WHAT IS EXPECTED: Write out the items between the lines holding "Return the mask of every instance of the finial" and "139], [150, 115]]", inclusive, requests included. Scale every outline coordinate in the answers by 0.85 and round to whole numbers, with halves going up, but leave the requests and their layout samples unchanged.

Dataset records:
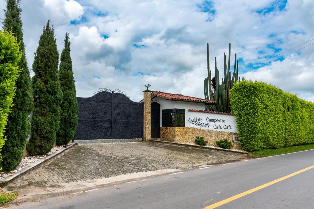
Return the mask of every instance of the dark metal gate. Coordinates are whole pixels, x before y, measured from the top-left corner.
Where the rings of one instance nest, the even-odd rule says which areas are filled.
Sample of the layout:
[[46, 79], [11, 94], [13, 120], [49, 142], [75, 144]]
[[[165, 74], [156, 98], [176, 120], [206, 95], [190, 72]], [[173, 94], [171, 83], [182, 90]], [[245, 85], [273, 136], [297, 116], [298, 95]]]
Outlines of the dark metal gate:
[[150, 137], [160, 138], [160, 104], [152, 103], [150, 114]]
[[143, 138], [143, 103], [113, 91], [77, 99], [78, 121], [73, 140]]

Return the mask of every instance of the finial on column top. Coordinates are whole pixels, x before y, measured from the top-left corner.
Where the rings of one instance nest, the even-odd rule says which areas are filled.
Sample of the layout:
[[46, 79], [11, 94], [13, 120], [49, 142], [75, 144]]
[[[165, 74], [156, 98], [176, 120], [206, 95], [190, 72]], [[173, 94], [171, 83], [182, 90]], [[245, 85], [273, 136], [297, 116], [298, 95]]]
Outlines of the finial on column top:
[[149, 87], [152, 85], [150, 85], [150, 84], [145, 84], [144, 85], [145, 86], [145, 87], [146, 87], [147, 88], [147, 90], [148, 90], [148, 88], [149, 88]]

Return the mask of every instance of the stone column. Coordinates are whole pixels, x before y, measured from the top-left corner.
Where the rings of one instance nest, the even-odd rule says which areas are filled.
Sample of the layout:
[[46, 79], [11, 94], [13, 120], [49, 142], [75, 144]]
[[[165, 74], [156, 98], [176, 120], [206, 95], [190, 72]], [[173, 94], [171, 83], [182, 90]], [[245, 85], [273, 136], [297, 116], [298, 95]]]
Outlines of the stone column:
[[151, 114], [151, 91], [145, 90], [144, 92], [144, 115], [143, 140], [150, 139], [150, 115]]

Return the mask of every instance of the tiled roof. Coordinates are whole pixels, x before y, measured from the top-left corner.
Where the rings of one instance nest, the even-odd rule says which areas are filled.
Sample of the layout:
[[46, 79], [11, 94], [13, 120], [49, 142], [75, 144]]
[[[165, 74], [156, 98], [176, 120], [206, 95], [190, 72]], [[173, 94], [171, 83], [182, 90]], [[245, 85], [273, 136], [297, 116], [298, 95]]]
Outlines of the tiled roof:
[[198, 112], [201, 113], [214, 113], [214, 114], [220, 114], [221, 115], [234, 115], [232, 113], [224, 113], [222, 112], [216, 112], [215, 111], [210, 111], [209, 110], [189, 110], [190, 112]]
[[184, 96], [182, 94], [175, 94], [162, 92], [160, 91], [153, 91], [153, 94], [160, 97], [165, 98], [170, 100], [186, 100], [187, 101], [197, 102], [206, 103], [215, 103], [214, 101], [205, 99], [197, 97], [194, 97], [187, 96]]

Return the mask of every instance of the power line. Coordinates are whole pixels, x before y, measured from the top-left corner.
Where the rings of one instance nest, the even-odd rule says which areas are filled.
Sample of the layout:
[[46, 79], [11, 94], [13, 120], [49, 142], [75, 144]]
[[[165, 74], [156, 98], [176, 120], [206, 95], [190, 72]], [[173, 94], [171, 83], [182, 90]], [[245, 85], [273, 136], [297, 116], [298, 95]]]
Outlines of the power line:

SOLUTION:
Return the mask of every instance of the finial on column top. Coordinates are whole pixels, x before y, measured from the top-left corner.
Where the rings of one instance nest, the even-odd rule says which areas are filled.
Sample of the layout:
[[46, 79], [11, 94], [13, 120], [49, 142], [75, 144]]
[[[165, 74], [156, 98], [176, 120], [206, 95], [190, 72]], [[173, 94], [171, 83], [182, 90]], [[245, 85], [273, 136], [297, 116], [298, 95]]]
Outlines of the finial on column top:
[[127, 74], [129, 72], [128, 72], [128, 71], [123, 71], [122, 72], [123, 73], [123, 74], [124, 74], [125, 75], [125, 77], [126, 77], [126, 75], [127, 75]]

Return the mask of every instance of the stone column. Coordinates are whole pixels, x before y, measured from the top-left corner.
Where the rings of one instance nest, the even-odd rule says which areas are filled.
Sample of the layout:
[[46, 79], [11, 94], [13, 120], [49, 142], [75, 144]]
[[[165, 74], [156, 98], [176, 120], [206, 95], [190, 72]], [[173, 94], [171, 83], [182, 90]], [[245, 85], [273, 136], [297, 116], [298, 95]]]
Outlines of the stone column:
[[128, 97], [128, 77], [123, 77], [122, 78], [122, 98], [122, 119], [128, 118], [128, 98]]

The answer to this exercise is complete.